読解文:
---+---
そうした中で、真っ直ぐな道、神の国へのひとすじの道はある。神はそのような道を歩むようにと絶えず私たちの心の手を引かれる。
旧約聖書の最初、アブラハムもそのようにして、数々のこの世の道とは全くことなる道、神に導かれる道を歩み始めたことが聖書に記されている。「あなたの故郷、親族、家族などを離れて、私が示す地に行け」という神の言葉を受けたアブラハムは、その言葉に従って歩み始めた。その歩みは以後数千年にわたって無数の人々の導かれていく歩みを預言するものとなった。
アブラハムは、神の約束の言葉をそのまま信じてそれによって義とされた。神の道を歩むためには、信仰によって、神から義とされることが必要である。すなわち、神から罪深い私たちが、それで正しいのだ、よいのだとみなして頂いた上でなければ歩みは続かないことがこのような古い数千年も昔の文書にすでに記されているのに驚かされる。
この世の道は、赦しがない。競争の道であり、弱いものが踏みつけられ、罪を互いに非難しあい、攻撃しあう応酬の道である。それは、国際社会の数々の紛争にも見られ、個人的な狭いところでも至るところで見られる。そしてそれによって落ち込み、他者を妬み、また怒ったり、憎んだりする道である。そしてその行き着く先は、だんだんと魂が枯れていく。滅びていく。 よりよい存在によって導かれることがなかったら、自分の努力、能力で必死に競争して生きる、ついにはそのような力は必ず失せていくのであるから、そのような道は最終的には消えていく道である。
しかし、神に赦され、主に導かれていく歩みこそは、この世が決して知ることがなかった道である。それゆえに、次のように言われている。

…わたし(神)の思いは、あなたたちの思いと異なり
*
わたしの道はあなたたちの道と異なると
主は言われる。
天が地を高く超えているように
わたしの道は、あなたたちの道を
わたしの思いは
あなたたちの思いを、高く超えている。(イザヤ書五五・8010

数千年の歳月、無数の人々がこの道を人生の途上に発見して、そのときからその道を歩み始めた。そしてこの日本にも世界の至る所にもこの道は伝えられた。
この道は、目には見えない水が流れている。そして緑豊かな道、命に満ちた道でもある。
とはいえ、キリストの受難、あの激しい苦しみの道のかたわらにどうして水が流れているといえようか、と反論する人も多いだろう。
---+---
保存資料:

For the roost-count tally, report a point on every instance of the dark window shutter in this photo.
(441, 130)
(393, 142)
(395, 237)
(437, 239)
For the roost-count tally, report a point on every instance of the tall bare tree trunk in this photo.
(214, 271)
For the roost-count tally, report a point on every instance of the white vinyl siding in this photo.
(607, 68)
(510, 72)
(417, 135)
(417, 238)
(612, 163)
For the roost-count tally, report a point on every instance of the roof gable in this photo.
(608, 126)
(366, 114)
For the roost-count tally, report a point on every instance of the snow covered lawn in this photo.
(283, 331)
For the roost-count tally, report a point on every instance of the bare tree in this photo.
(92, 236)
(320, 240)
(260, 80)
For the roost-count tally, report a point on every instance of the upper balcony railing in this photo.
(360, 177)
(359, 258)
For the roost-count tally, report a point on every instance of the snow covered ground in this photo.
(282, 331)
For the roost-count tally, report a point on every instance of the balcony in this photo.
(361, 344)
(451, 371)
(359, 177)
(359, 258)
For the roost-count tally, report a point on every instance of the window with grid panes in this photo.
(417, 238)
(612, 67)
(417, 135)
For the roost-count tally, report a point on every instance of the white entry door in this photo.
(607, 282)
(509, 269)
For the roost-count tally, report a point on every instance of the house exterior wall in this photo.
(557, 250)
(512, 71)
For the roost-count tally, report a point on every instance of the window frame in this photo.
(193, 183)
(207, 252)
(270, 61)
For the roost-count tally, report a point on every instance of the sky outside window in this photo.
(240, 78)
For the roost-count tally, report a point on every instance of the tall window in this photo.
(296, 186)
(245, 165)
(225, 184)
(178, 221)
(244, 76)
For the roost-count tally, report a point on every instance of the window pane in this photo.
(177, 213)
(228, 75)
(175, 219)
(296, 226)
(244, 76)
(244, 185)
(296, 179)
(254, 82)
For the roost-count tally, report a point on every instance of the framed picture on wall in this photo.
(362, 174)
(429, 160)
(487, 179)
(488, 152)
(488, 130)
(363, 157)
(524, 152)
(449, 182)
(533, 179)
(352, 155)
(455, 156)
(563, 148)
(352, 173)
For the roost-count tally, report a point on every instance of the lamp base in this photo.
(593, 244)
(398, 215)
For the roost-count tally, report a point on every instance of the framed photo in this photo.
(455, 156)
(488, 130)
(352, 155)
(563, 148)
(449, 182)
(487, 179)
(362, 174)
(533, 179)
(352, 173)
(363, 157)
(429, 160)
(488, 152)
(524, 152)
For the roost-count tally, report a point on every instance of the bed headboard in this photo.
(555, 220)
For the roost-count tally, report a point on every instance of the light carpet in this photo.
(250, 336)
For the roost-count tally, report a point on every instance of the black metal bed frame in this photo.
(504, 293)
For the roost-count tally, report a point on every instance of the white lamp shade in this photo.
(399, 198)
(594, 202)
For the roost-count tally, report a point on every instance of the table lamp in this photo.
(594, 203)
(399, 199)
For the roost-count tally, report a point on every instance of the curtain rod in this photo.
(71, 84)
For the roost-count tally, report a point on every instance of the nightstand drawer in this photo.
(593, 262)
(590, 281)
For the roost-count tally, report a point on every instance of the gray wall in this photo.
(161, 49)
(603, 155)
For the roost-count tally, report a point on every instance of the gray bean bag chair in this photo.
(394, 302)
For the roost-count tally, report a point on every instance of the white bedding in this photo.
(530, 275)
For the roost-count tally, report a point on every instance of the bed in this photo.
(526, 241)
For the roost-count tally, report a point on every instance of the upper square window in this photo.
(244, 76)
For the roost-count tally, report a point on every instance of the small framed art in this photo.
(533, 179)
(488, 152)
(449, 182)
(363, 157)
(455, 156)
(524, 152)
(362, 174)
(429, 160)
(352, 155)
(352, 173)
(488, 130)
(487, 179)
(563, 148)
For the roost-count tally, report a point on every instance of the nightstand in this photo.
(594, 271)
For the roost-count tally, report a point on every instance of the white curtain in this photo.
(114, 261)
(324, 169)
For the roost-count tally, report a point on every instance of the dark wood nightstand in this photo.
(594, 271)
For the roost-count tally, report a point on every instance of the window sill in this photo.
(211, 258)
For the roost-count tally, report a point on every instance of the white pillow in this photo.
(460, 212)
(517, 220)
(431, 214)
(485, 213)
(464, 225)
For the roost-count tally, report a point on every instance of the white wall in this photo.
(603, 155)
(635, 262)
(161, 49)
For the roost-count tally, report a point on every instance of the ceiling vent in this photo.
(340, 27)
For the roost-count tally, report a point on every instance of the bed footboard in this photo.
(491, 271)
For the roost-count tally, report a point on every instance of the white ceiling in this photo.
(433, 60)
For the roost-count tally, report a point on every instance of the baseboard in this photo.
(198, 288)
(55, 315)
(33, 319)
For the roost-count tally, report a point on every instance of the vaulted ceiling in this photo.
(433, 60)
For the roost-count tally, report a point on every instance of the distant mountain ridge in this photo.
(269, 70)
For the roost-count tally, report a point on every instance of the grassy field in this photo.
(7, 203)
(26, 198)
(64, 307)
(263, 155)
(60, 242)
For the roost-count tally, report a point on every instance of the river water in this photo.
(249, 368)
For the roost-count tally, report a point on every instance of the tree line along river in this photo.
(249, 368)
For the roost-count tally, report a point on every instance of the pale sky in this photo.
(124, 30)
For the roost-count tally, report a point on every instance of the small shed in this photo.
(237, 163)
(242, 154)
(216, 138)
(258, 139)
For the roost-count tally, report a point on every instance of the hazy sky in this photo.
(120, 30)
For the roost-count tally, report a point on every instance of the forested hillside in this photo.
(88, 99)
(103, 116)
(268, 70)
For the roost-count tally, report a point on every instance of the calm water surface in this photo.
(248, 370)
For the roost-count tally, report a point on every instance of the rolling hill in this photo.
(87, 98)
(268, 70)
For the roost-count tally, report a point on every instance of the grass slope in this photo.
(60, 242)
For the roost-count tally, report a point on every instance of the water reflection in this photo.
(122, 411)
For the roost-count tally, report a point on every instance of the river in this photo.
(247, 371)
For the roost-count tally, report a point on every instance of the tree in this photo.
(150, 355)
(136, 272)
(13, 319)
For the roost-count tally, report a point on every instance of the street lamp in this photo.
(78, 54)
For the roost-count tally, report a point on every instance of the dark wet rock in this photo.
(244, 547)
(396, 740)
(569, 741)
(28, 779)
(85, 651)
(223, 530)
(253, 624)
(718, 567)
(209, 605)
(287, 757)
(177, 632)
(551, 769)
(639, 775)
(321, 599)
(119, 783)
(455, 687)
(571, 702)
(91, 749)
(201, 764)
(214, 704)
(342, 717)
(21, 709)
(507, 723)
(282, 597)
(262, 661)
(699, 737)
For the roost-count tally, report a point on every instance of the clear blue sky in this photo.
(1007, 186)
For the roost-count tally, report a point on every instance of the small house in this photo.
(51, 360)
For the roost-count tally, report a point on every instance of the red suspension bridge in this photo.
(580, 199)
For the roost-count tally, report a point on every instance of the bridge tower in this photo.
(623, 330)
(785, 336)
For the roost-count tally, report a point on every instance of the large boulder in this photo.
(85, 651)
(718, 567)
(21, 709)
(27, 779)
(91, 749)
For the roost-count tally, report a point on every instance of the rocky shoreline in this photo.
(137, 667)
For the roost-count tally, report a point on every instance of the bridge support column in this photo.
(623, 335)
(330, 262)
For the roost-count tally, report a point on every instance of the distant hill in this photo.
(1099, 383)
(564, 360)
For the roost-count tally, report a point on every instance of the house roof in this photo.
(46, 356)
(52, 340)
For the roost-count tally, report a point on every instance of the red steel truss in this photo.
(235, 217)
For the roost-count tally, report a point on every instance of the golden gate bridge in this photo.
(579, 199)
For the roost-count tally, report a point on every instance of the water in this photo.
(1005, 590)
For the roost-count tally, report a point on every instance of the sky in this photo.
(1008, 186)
---+---
設問一覧:
1. 読解文によると、アブラハムはどのような神の言葉を受けて歩み始めましたか。
2. 神の道について述べた読解文を、最後の文の続きから書き継いでください。

解答集:
1. 「あなたの故郷、親族、家族などを離れて、私が示す地に行け」という言葉です。

2.
しかし、キリストの十字架の死とともに、神殿の垂れ幕が真っ二つに引き裂かれる驚くべきことが起こった。神殿の垂れ幕の奥に最も重要な至聖所というのがあり、そこで罪の赦しの儀式が行なわれるのであった。それは一年に一度、大祭司が入って行なうものであった。神殿の垂れ幕が二つに裂けたということは、そうした動物の血や特別な建物や職業的宗教家などによらず、罪の赦しが万人に向かって開かれたということの象徴的出来事であった。
これは、イエスの受難のかたわらに流れている命の水が、そのような歴史的な幕を引き裂くほどのエネルギーをもっていたことを示すものである。
さらに、あのキリストの十字架の苦しみを見て、神などいないと思った人がいる反面、唯一の神を知らないはずのローマ人が、次のように言ったのはまさしくキリストがあの受難の道のただ中を歩んでおられたその時においても、そのかたわらに命の水が静かに流れていたのを示すものである。
その命の水は、いかなる障害にもかかわらず、それが流れていくところの人間をうるおし、変えていく力をもっているからである。

…百人隊長がイエスの方を向いて、そばに立っていた。そして、イエスがこのように息を引き取られたのを見て、「本当に、この人は神の子だった」と言った。(マタイ福音書十五・39

キリストが、「私は道であり、真理である」と言われたのは、こうした道がキリストそのものであり、キリストを信じてキリストに結びつくとき、私たちの歩みはそのままイザヤが預言している、天が地を越えているように、はるかに高い道を導かれて行くことが約束されている。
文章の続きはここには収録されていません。